Box annotations for photos:

_____

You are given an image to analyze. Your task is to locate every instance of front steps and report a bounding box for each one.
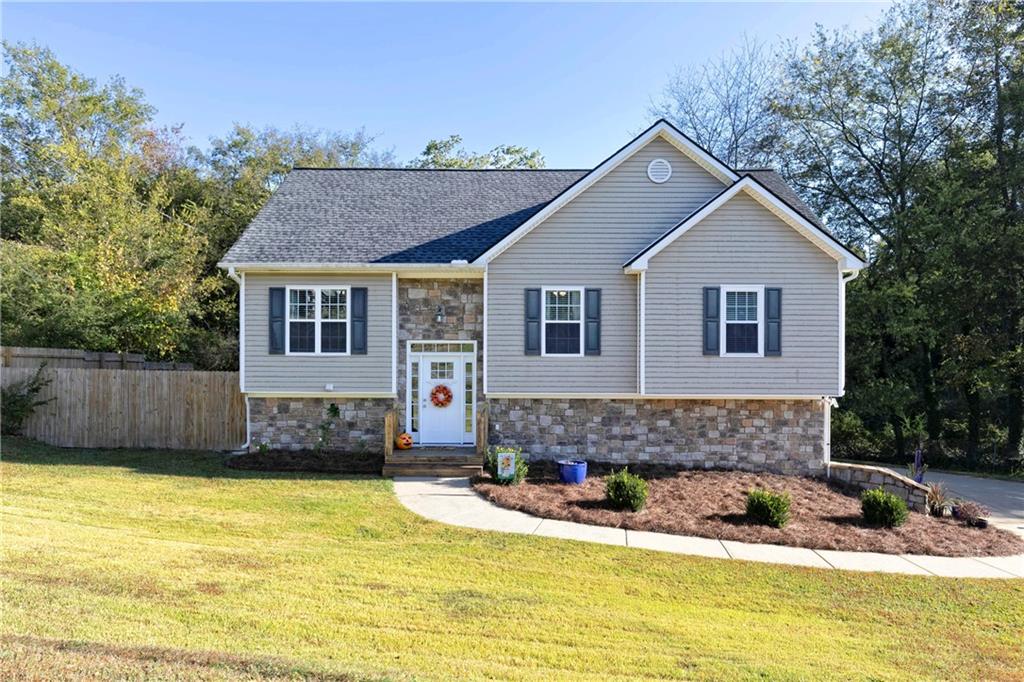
[382,447,483,478]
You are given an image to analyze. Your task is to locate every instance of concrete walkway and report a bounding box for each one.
[394,478,1024,578]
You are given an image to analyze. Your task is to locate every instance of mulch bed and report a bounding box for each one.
[224,450,384,476]
[473,463,1024,556]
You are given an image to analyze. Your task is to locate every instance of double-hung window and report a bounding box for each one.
[285,287,350,355]
[720,286,765,356]
[541,287,583,355]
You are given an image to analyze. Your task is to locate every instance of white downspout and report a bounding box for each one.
[227,267,246,452]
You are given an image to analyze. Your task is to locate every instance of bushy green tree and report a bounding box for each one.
[409,135,544,169]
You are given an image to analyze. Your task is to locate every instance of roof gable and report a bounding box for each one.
[217,168,587,267]
[623,175,866,271]
[473,119,739,264]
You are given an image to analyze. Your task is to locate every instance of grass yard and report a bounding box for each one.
[0,439,1024,680]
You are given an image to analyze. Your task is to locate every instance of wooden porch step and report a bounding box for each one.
[382,461,483,478]
[385,453,483,466]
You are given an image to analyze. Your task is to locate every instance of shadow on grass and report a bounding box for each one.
[0,436,383,480]
[0,635,364,682]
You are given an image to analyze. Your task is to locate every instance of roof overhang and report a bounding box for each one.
[623,175,867,272]
[217,261,484,280]
[473,119,739,265]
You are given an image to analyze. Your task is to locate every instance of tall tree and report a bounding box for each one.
[409,135,544,169]
[0,45,205,356]
[650,36,780,168]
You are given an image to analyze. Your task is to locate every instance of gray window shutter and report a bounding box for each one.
[350,287,367,355]
[584,289,601,355]
[703,287,721,355]
[268,287,286,355]
[524,289,541,355]
[765,289,782,355]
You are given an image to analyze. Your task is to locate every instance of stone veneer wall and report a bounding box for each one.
[398,280,483,431]
[828,462,928,512]
[487,398,825,475]
[249,397,394,452]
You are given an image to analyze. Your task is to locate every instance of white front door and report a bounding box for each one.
[418,353,467,444]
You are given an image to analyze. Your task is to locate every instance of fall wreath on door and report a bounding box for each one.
[430,384,452,408]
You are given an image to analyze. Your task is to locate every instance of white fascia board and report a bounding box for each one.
[623,176,867,272]
[473,120,739,265]
[217,262,483,279]
[486,392,833,400]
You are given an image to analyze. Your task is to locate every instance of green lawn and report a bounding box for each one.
[6,439,1024,680]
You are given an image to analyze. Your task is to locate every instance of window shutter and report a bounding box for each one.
[268,287,286,355]
[524,289,541,355]
[703,287,721,355]
[765,289,782,355]
[584,289,601,355]
[349,287,367,355]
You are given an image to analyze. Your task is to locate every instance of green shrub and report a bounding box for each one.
[860,487,908,528]
[604,469,647,511]
[483,445,528,485]
[0,363,54,435]
[746,489,790,528]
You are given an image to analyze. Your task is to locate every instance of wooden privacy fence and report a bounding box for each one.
[0,346,193,371]
[2,368,246,450]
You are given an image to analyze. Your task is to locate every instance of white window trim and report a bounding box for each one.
[285,285,352,357]
[718,285,765,357]
[541,287,587,357]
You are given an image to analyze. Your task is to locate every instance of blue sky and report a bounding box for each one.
[3,3,885,167]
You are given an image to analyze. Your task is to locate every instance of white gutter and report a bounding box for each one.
[217,260,483,276]
[839,268,860,396]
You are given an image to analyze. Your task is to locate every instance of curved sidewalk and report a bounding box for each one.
[394,477,1024,579]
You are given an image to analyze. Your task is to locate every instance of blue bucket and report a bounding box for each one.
[558,460,587,485]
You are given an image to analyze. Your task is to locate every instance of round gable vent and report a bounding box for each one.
[647,159,672,184]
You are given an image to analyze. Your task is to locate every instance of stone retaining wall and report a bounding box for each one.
[249,397,394,452]
[487,398,825,475]
[827,462,928,512]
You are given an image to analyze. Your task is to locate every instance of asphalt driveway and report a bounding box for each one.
[925,471,1024,536]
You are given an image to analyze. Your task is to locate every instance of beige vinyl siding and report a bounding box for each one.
[245,273,391,395]
[645,193,840,395]
[487,138,724,393]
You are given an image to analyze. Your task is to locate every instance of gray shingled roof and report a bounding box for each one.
[223,163,821,264]
[224,168,589,263]
[736,168,825,229]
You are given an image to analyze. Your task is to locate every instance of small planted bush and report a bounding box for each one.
[953,500,989,528]
[483,446,528,485]
[604,469,647,511]
[746,489,790,528]
[926,483,953,516]
[0,363,56,435]
[860,487,909,528]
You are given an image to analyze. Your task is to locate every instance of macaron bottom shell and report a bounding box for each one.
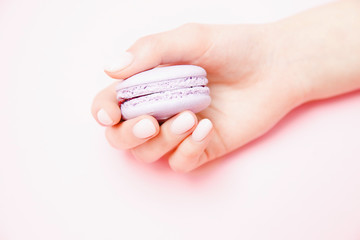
[120,92,211,121]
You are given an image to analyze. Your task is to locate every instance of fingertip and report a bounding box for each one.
[132,116,160,139]
[104,51,135,79]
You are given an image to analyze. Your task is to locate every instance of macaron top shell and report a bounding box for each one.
[116,65,206,91]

_____

=== EXERCISE DETAILS ===
Output every line of the listing above as a JSON list of strings, one string per line, skipping blank lines. Omit the pictures.

=== ANSWER FOR THIS EXERCISE ===
[
  "You are given an image to analyze. Your task is to locate every instance of front steps and report a bounding box for each one.",
  "[382,447,483,478]",
  "You are given an image to analyze. Your task is to locate every instance of concrete walkway and report a bounding box for each one.",
  "[394,478,1024,578]",
  "You are given an image to analyze. Your task is to locate every instance of mulch bed and report a bounding box for each one.",
  "[224,450,384,476]",
  "[473,463,1024,556]",
  "You are given an image to analyze. Your task is to locate every instance of double-hung window and report a bounding box for each one.",
  "[285,287,350,355]",
  "[720,286,765,356]",
  "[541,287,583,355]",
  "You are given an image to analyze. Your task is to locate every instance of white downspout and report a bounding box for each one.",
  "[227,267,246,452]",
  "You are given an image to analyze. Your task is to locate every instance of bushy green tree and report a bounding box for each one.",
  "[409,135,544,169]",
  "You are given an image to analyze. Your task is to locate every instance of roof gable and report a bounding box for each one.",
  "[217,168,587,267]",
  "[623,175,866,271]",
  "[473,119,739,264]",
  "You are given an image to analyze. Your task is to locate every instance of grass yard and report a bounding box for each one.",
  "[0,439,1024,680]",
  "You are given an image to analyze. Your task is to locate every instance of wooden porch step and report a bounding box for each one.",
  "[382,461,483,478]",
  "[385,453,483,466]",
  "You are given an image to analyze. Your task is to locate every instance of shadow on grass and report a bounding box for each one.",
  "[0,436,383,480]",
  "[0,635,364,682]",
  "You are given an image to analyze. Your task is to locate every instance of roof overhang and report a bounding box for each one.",
  "[623,175,867,272]",
  "[217,261,484,280]",
  "[473,119,739,265]",
  "You are given an image to analyze. Your task is to locate every instance of tall tree and report a bounding box for each one.",
  "[409,135,544,169]",
  "[0,45,205,356]",
  "[650,36,780,168]",
  "You are given an image to analyze. Your task is to locate every instance of gray window shutter and report a bounding box for each one.",
  "[350,287,367,355]",
  "[584,289,601,355]",
  "[703,287,721,355]",
  "[268,287,286,355]",
  "[524,289,541,355]",
  "[765,289,782,355]",
  "You are given an image to analyze. Your task is to locate every instance of stone veneer wall and report a bounding box for each one.",
  "[398,280,483,431]",
  "[828,462,928,512]",
  "[487,398,825,475]",
  "[249,397,394,452]",
  "You are given an image to analyze. Your task is to locate every instance of white front door and report a bounding box for each one.",
  "[418,353,467,444]",
  "You are given an image to analyze. Your task is to locate every instance of fall wreath on door and report a bounding box for each one.",
  "[430,384,452,408]",
  "You are given an image to analyze. Your task is to locate every instance of white fascia board and report a bounding box for each one.",
  "[623,176,867,272]",
  "[473,120,739,265]",
  "[217,262,483,279]",
  "[486,392,833,400]",
  "You are given an image to analyze. Your task is to locate every instance of green lawn and report a bounding box for each one.",
  "[6,439,1024,680]",
  "You are given an image to analyze. Your task is to locate every instance of window shutter and report a bounding box for each one.",
  "[268,287,286,355]",
  "[524,289,541,355]",
  "[703,287,721,355]",
  "[765,289,782,355]",
  "[584,289,601,355]",
  "[349,287,367,355]",
  "You are given an image to analyze. Your task is to locate every instance of green shrub and report a bounding box for each one.",
  "[860,487,908,528]",
  "[604,469,647,511]",
  "[483,445,528,485]",
  "[0,363,54,435]",
  "[746,489,790,528]",
  "You are given an image to analyze. Your task is to locate every instance of wooden privacy fence and report a bounding box for each one.",
  "[0,346,193,371]",
  "[2,368,246,450]",
  "You are given an image to analyze. Your task is to locate every instance of white window trim and report a bounding box for each one.",
  "[285,285,352,357]",
  "[718,285,765,357]",
  "[541,287,587,357]",
  "You are given an image to analyze. Your task is to locate every instance of blue sky and report a bounding box for each one.",
  "[3,3,885,167]",
  "You are given an image to analyze. Your task is to locate every instance of white gutter and report a bounding box for each one.",
  "[217,260,483,276]",
  "[839,268,860,396]",
  "You are given an image to analyze. Your task is to locate every instance of curved sidewalk and report a bounding box for each one.",
  "[394,477,1024,579]",
  "You are given an image to analyze. Your task is to locate every instance of blue bucket and report a bounding box for each one.",
  "[558,460,587,485]",
  "You are given an image to analyze. Your task is to locate every instance of round gable vent and report a bounding box for each one.",
  "[647,159,672,184]",
  "You are given an image to analyze. Your task is to locate every instance of stone retaining wall and report a bounding box for each one.",
  "[249,397,394,452]",
  "[487,398,825,475]",
  "[827,462,928,512]",
  "You are given an image to analyze. Your task is to locate every instance of asphalt driveway and report a bounding box for each one.",
  "[925,471,1024,536]",
  "You are given an image to analyze. Your task is to locate every instance of beige vinyl siding and report a bounding box for each one.",
  "[245,273,391,395]",
  "[645,193,840,395]",
  "[487,138,724,393]",
  "You are given an image to analyze. Your task is to locate every instance of gray shingled roof and report a bounding box for each one.",
  "[223,163,821,264]",
  "[224,168,589,263]",
  "[736,168,825,229]",
  "You are given an image to analyze. Your task is to locate every instance of small planted bush and report a bounding box for each one.",
  "[953,500,989,528]",
  "[483,446,528,485]",
  "[604,469,647,511]",
  "[746,489,790,528]",
  "[926,483,953,516]",
  "[0,363,56,435]",
  "[860,487,909,528]",
  "You are given an image to analyze. Your task is to locate every instance of macaron bottom shell and report a bounding box for each one.",
  "[120,92,211,121]",
  "You are given an image to analyze. Your task is to locate every instance of fingertip and report a bounding box for each one.",
  "[132,116,160,139]",
  "[104,51,135,79]",
  "You are given an image to analyze. Your task is to locate every instance of macaron top shell and report a bounding box for each one.",
  "[116,65,206,91]"
]